━━━ Source document ━━━
Introduction

Introduction

Concept of PyTorchDecomp

In data science, we sometimes deal with thousands to millions of high-dimensional data (e.g., images, omics). Usually when machine learning is performed on such high-dimensional data, the data is projected once to a lower dimension to reduce the effects of the curse of dimensionality, and then applied for downstream learning (further dimensionality reduction, data reconstruction, clustering, predictive model building, optimal transport, etc.).

This dimensionality reduction step is often performed independently of downstream learning as a pre-processing step (Figure 1). However, in such cases, the unsupervised dimensionality reduction is performed without being aware of subsequent learning, which may lead to the extraction of patterns from the data that are not needed for subsequent learning. In the deep machine learning field, “End-to-End” modeling is used to unify such pre-processing and downstream learning as a single model. PyTorchDecomp follows this deep machine learning technique by combining dimensionality reduction and subsequent learning based on the PyTorch framework in a End-to-End manner (Figure 1).
━━━ Items ━━━
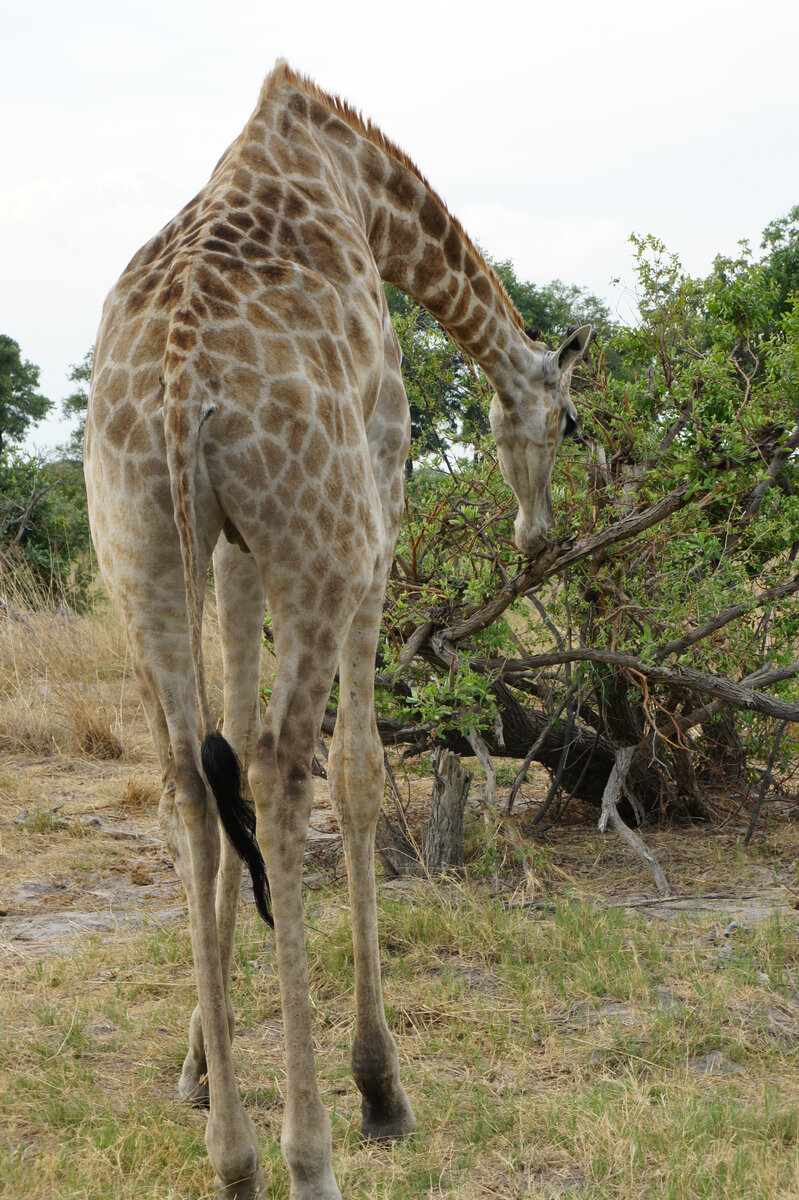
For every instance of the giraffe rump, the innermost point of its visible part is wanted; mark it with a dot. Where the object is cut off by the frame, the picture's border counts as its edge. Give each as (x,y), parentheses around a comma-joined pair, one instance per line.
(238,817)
━━━
━━━ Items ━━━
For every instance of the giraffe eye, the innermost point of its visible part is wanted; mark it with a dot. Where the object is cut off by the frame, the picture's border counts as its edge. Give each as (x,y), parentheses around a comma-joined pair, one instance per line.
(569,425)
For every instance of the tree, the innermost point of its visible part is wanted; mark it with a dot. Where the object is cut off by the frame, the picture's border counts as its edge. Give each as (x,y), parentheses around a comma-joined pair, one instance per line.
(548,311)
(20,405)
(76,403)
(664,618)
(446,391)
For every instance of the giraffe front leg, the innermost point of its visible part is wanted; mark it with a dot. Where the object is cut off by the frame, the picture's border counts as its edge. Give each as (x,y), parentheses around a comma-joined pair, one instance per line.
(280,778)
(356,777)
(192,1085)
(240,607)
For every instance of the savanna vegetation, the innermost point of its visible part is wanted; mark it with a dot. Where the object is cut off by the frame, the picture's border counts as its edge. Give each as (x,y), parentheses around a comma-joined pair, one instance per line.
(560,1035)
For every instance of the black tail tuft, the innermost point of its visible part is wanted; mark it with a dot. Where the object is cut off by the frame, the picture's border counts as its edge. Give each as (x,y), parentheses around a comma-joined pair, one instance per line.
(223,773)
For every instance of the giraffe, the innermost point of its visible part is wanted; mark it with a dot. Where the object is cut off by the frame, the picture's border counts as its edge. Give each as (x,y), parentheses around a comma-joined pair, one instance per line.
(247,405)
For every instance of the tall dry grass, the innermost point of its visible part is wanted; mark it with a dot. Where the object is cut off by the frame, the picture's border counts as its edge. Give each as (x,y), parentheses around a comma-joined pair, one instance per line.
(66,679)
━━━
━━━ Items ━━━
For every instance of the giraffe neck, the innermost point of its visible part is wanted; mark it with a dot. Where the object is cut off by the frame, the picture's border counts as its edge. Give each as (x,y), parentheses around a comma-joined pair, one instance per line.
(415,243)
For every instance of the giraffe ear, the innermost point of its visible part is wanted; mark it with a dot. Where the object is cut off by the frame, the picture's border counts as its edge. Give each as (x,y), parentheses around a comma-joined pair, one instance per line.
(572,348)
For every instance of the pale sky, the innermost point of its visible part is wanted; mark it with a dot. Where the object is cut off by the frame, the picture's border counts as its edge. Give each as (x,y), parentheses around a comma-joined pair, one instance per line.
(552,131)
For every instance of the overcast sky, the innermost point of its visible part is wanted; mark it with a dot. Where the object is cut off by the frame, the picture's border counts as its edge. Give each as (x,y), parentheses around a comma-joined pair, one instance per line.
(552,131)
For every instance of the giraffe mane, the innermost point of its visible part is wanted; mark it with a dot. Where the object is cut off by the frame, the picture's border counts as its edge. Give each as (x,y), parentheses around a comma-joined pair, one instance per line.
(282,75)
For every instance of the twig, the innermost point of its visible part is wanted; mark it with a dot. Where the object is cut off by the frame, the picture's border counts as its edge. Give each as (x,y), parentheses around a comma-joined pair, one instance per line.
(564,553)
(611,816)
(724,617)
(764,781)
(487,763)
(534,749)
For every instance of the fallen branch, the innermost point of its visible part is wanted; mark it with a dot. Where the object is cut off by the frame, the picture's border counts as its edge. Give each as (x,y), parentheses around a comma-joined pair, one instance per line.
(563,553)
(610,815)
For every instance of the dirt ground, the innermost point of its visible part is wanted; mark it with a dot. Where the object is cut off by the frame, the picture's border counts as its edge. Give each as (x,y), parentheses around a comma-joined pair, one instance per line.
━━━
_Given task:_
Do these statements agree with the PyTorchDecomp introduction? Answer yes or no for each and quote the deciding words from the introduction.
1. The dimensionality reduction step is often carried out independently of downstream learning, as a pre-processing step.
2. PyTorchDecomp combines dimensionality reduction and subsequent learning on the TensorFlow framework.
3. The unsupervised dimensionality reduction is performed with awareness of the learning that follows it.

_Expected answer:_
1. Yes: "This dimensionality reduction step is often performed independently of downstream learning as a pre-processing step"
2. No: "based on the PyTorch framework"
3. No: "the unsupervised dimensionality reduction is performed without being aware of subsequent learning"